** Source extract **
3.7 Grant of License -- Client. Client hereby grants to Fry a non-exclusive, worldwide, royalty-free license for the Initial Term and any Renewal Term (as those terms are hereinafter defined) to edit, modify, adapt, translate, exhibit, publish, transmit, participate in the transfer of, reproduce, create derivative works at Client's direction from, distribute, perform, display and otherwise use Client Content as necessary to render the Services to Client under this Agreement. In no event will Fry remove or alter any proprietary notice of Client, or any third party, contained on any of the Client Sites without the prior written consent of Client.
3.8 Grant of License -- Fry. Fry hereby grants to Client a limited, non-exclusive, non-transferable perpetual license to make use of Fry Materials which are incorporated in the Client Sites and which are required for the operation of the Client Sites solely to operate the Client Sites on the Fry Server as well as on any back-up, disaster recovery or mirrored servers and web sites of Client or its affiliates whether hosted by Fry, Client or by a third party. Fry hereby reserves for itself all rights in and to the Fry Materials not expressly granted to Client in the immediately foregoing sentence. In no event shall Client use any trademarks or service marks of Fry without Fry's prior written consent.
4. Hosting, Communications and Maintenance Services
4.1 Hosting Services. Fry agrees to provide Client with services for hosting of each of the Client Sites specified in the Annual Plan. Fry shall provide the hosting services in a professional, workmanlike manner, and high grade of service, so that the Client Sites are accessible to third parties via the Internet as specified herein and in the Configuration.
4.2 Availability of the Client Sites. Unless otherwise indicated on Schedule 1.2 hereto, the Client Sites shall be accessible to third parties and Client via the Internet and otherwise as specified in the Annual Plan or the Configuration twenty-four (24) hours a day, seven (7) days a week, except for scheduled maintenance and required repairs
during such non-Key Time Periods as Client and Fry mutually agreed in advance ("Scheduled Maintenance").
4.3 Updates. As part of the hosting Services, Fry shall provide Client with a system and the necessary software to allow Client to transmit revisions, updates, deletions, Deliverables or modifications (the "Updates") to a staging server designated and maintained by Fry (the "Staging Server"). Fry shall update the Fry Server with the Updates according to a written schedule agreed upon by Client and Fry and contained in the Annual Plan.
4.4 Proprietary Rights of Client. As between Client and Fry, Client Content shall remain the sole and exclusive property of Client, including, but not limited to data generated by the Client Sites such as Client, end user and usage data. Nothing in this Agreement shall be construed to grant to Fry any ownership right in, license to, or authority to edit, modify or adapt the Client Content provided by Client to Fry.
4.5 Access and Security. Fry shall maintain a secure room(s) in which all of Client's equipment and data shall be located and stored (the "Client Area"). Access to the Client Area shall be limited by Fry solely to (i) the individuals identified and authorized by Client to have access to the Client Area in accordance with this Agreement, as identified in the writing to Fry, as amended from time to time, which is hereby incorporated by this reference (the "Representatives") and Fry's engineers, senior engineers, system administrators, equivalent systems personnel and senior management (and as necessary and with appropriate supervision, other service personnel) authorized by Fry based on their need to have access to perform the services hereunder. Representatives shall have access to the Client Area and any other location in where any Client equipment or data is located twenty-four (24) hours a day, seven (7) days a week.

** Task directions **
Return the part of the hosting agreement excerpt from "4.4 Proprietary Rights" up to and including "Client to Fry.", copied word for word.

** Supplied data **
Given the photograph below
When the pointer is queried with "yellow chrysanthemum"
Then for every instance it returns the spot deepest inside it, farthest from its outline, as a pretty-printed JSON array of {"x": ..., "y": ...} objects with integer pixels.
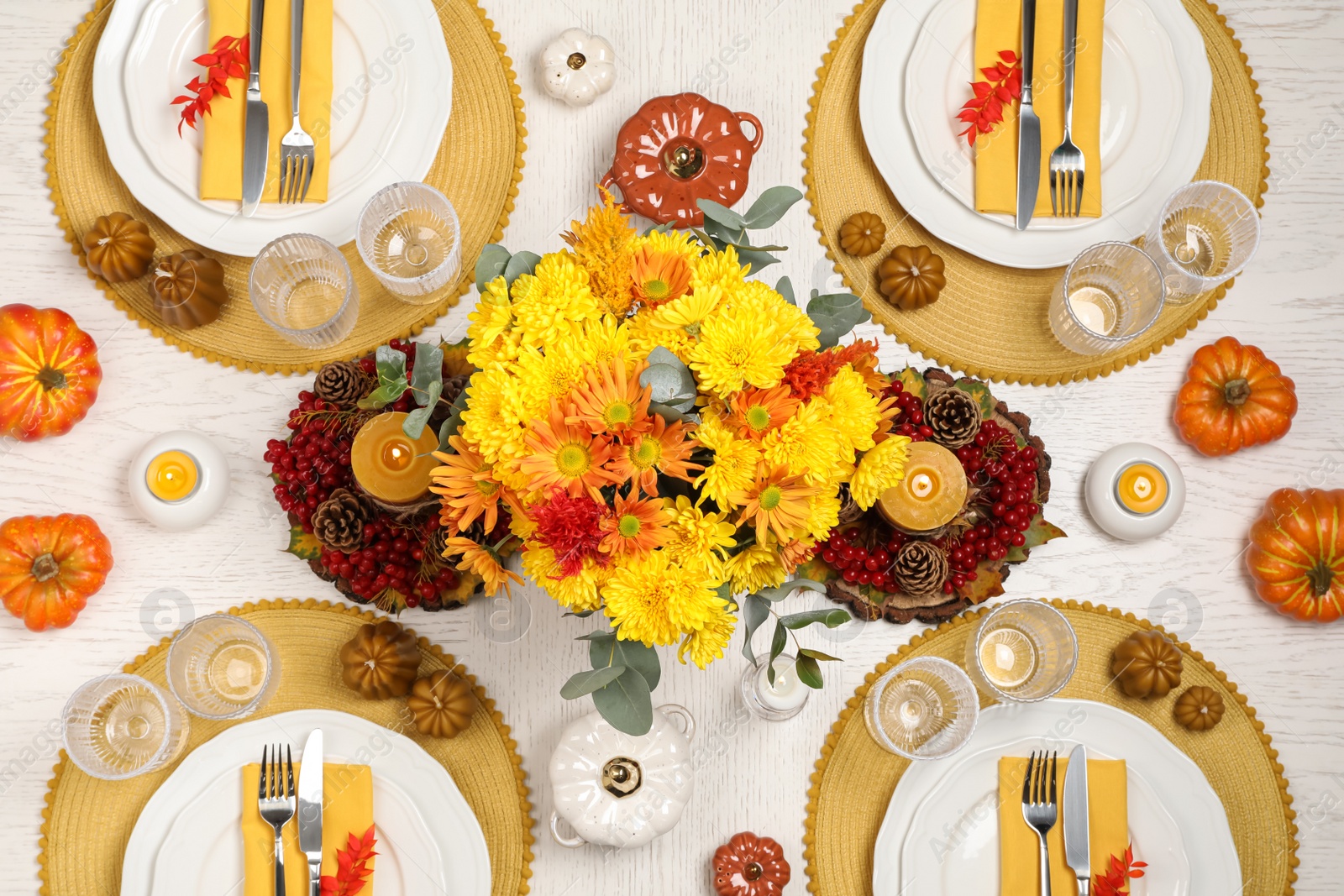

** Response below **
4.4 Proprietary Rights of Client. As between Client and Fry, Client Content shall remain the sole and exclusive property of Client, including, but not limited to data generated by the Client Sites such as Client, end user and usage data. Nothing in this Agreement shall be construed to grant to Fry any ownership right in, license to, or authority to edit, modify or adapt the Client Content provided by Client to Fry.